Records for the exercise —
--- --- ---

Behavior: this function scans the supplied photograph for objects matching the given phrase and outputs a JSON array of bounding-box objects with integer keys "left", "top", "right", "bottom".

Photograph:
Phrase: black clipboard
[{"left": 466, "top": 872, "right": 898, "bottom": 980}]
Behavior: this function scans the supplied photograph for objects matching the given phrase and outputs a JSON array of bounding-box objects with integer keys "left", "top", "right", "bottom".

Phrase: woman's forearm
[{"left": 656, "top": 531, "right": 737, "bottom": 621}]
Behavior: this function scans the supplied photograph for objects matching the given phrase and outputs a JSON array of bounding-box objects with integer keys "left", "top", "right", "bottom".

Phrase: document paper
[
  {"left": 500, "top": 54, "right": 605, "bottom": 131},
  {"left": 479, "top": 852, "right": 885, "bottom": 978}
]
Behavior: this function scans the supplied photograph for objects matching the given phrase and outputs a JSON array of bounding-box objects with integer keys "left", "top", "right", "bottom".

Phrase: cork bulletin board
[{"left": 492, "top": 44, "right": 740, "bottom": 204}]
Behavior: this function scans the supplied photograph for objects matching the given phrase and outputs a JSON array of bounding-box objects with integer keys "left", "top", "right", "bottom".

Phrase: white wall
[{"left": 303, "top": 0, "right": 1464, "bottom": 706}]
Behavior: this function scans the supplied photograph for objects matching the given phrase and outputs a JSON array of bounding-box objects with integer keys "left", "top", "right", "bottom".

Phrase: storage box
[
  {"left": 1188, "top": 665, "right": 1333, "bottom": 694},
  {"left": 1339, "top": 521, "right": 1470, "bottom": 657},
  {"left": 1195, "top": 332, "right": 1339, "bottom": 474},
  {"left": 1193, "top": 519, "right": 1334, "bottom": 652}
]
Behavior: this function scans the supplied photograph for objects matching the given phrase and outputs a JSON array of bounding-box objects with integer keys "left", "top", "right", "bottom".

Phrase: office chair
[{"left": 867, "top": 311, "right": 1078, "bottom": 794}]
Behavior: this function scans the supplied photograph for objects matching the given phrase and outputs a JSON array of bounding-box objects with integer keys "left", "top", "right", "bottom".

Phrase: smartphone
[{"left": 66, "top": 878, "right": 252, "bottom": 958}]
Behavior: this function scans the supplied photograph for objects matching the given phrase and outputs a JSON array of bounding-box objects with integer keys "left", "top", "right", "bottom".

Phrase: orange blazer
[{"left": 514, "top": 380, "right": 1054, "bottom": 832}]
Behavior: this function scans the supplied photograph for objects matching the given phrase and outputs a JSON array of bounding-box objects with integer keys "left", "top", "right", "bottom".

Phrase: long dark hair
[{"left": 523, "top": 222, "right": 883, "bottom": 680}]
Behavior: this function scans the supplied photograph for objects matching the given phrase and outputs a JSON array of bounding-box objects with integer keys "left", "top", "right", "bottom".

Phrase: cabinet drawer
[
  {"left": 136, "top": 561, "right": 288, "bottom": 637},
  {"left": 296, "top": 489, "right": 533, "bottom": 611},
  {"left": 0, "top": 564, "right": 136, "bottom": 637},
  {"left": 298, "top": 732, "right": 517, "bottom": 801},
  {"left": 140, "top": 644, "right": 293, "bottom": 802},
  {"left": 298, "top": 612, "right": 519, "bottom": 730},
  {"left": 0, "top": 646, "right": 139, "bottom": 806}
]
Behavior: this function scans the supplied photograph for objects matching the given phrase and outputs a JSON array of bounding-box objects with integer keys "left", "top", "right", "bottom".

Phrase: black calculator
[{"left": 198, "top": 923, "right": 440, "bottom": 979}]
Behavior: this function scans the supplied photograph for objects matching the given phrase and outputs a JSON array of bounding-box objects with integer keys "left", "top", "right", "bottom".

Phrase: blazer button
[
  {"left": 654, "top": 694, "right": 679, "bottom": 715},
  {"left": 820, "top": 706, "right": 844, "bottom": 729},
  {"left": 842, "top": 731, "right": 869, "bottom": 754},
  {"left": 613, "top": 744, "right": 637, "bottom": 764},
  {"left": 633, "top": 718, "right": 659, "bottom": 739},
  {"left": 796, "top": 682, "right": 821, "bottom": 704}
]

--- --- ---

About this task — Your job is to write out the data exactly as it stands.

Your solution —
Behavior: this function scans the supplied photograph for objects matching the given phrase and outputs a JSON array of bounding-box objects with integer keys "left", "top", "right", "bottom".

Photograph:
Phrase: black clipboard
[{"left": 466, "top": 872, "right": 898, "bottom": 980}]
Behavior: this function scans the supplied photograph for objects matching the given phrase and outputs a JSON array of bounding-box objects with integer keys "left", "top", "right", "bottom".

Phrase: woman's forearm
[{"left": 656, "top": 531, "right": 737, "bottom": 621}]
Behavior: this function scans the supplied photograph for objects matching the given phrase and outputs a JSON array of bounding-box objects with integer keys "left", "top", "right", "bottom".

Phrase: document paper
[
  {"left": 500, "top": 54, "right": 605, "bottom": 131},
  {"left": 479, "top": 852, "right": 885, "bottom": 978}
]
Behavior: this function scans the supplied photograph for objects matching the given phrase and outputs a JSON array of bounding-box objects with integer keys "left", "top", "right", "bottom".

Phrase: cork bulletin board
[{"left": 492, "top": 44, "right": 740, "bottom": 204}]
Behavior: this function scans the supplied photograph for objects matching the given phrase and outputs a JSON array of bounding-box objects with integer keys "left", "top", "right", "bottom".

Phrase: white wall
[{"left": 303, "top": 0, "right": 1464, "bottom": 706}]
Behavior: this function scans the supplied photograph for objects matching the given phrase and outputs a JSON array of bounding-box objects with integer keys "left", "top", "right", "bottom".

Phrase: storage box
[
  {"left": 1188, "top": 665, "right": 1333, "bottom": 694},
  {"left": 1339, "top": 521, "right": 1470, "bottom": 657},
  {"left": 1195, "top": 332, "right": 1339, "bottom": 474},
  {"left": 1193, "top": 519, "right": 1334, "bottom": 652}
]
Behavior: this function scans the supplied photograph for objects matching the given phrase and outputs a JSON array of bounding-box objects with integer keys "left", "top", "right", "bottom".

Phrase: office chair
[{"left": 867, "top": 311, "right": 1078, "bottom": 794}]
Behavior: this function scans the supplied photograph for objects matching the given phrase and outputs a JSON array of bounding-box objects with integer keys "left", "top", "right", "bottom".

Phrase: smartphone
[{"left": 66, "top": 878, "right": 252, "bottom": 958}]
Behavior: this function scans the supplied photograph for objects matching the given phrase and outputs a JSON array of bounding-box objects with integer keys "left", "top", "right", "bottom".

Phrase: orange blazer
[{"left": 514, "top": 380, "right": 1054, "bottom": 832}]
Behavior: this function scans the supplied photograph for objects matching the given phrase and outputs a JSON array of bounding-box objects with integer keys "left", "top", "right", "bottom".

Phrase: long dark hair
[{"left": 523, "top": 222, "right": 883, "bottom": 680}]
Behavior: this function scans the supplied photograph for objects matching the given phrase and outputs a JSON array of bounding-box objects with integer keys "left", "top", "right", "bottom".

Phrase: cabinet drawer
[
  {"left": 136, "top": 561, "right": 288, "bottom": 637},
  {"left": 296, "top": 489, "right": 533, "bottom": 611},
  {"left": 0, "top": 564, "right": 136, "bottom": 637},
  {"left": 298, "top": 732, "right": 517, "bottom": 801},
  {"left": 140, "top": 644, "right": 293, "bottom": 802},
  {"left": 298, "top": 612, "right": 519, "bottom": 730},
  {"left": 0, "top": 646, "right": 139, "bottom": 806}
]
Behavior: this function scans the supplied photograph for objects matching the given phrase and outputs a JSON array of bounding-box objects with integer keys "left", "top", "right", "bottom".

Phrase: black calculator
[{"left": 198, "top": 923, "right": 440, "bottom": 979}]
Behavior: this function scans the supplied photograph for objects matching the given phrase and outputs a JSON array of bounding-box objects with integer keys "left", "top", "right", "bottom".

Phrase: blazer button
[
  {"left": 654, "top": 694, "right": 679, "bottom": 715},
  {"left": 820, "top": 706, "right": 844, "bottom": 729},
  {"left": 842, "top": 731, "right": 869, "bottom": 754},
  {"left": 613, "top": 744, "right": 637, "bottom": 764},
  {"left": 633, "top": 718, "right": 659, "bottom": 739},
  {"left": 796, "top": 682, "right": 821, "bottom": 704}
]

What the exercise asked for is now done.